-- start of Provided material --

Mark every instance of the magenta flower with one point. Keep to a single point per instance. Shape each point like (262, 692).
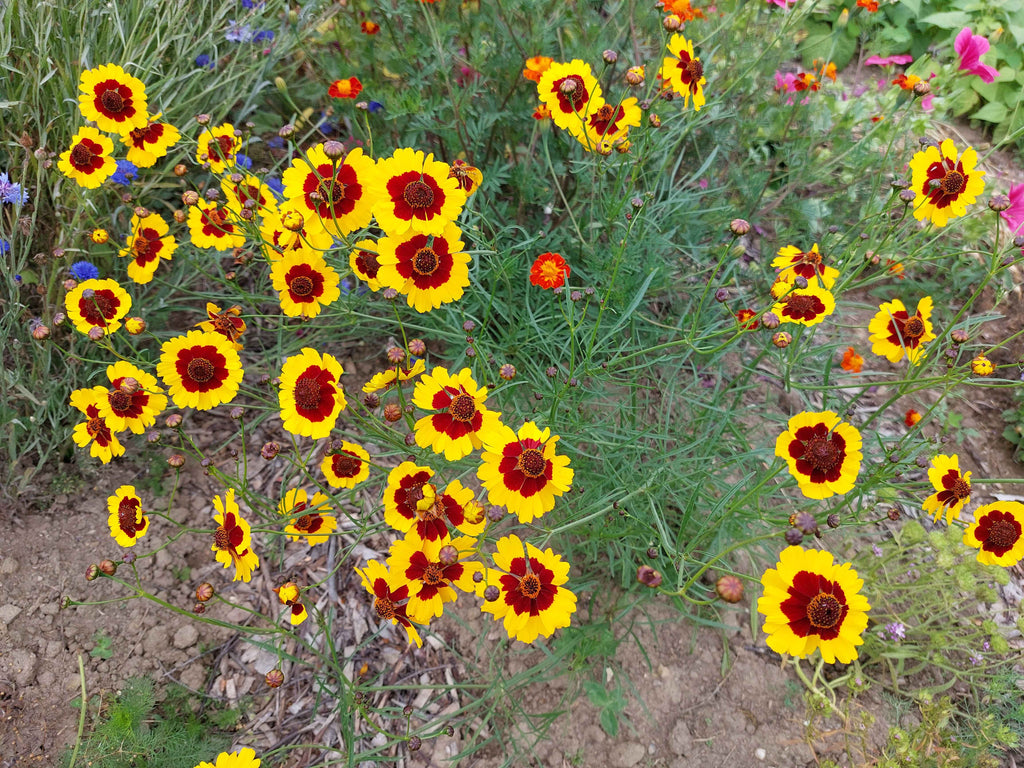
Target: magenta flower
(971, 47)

-- end of Provided material --
-- start of Provided material --

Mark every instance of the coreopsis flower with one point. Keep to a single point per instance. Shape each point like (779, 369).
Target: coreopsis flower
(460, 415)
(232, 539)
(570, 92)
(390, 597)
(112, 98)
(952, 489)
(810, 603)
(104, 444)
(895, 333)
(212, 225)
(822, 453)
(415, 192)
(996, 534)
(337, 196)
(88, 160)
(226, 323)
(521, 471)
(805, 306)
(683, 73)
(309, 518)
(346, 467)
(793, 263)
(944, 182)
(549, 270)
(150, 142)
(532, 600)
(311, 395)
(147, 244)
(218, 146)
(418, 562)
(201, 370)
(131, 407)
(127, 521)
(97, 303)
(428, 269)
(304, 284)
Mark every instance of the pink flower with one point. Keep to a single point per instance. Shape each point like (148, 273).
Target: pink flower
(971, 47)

-- end of Provided material --

Task requirements
Tallying case-sensitively, how many lines of the records contain the word "every"? Reply with the number alone.

The reply
3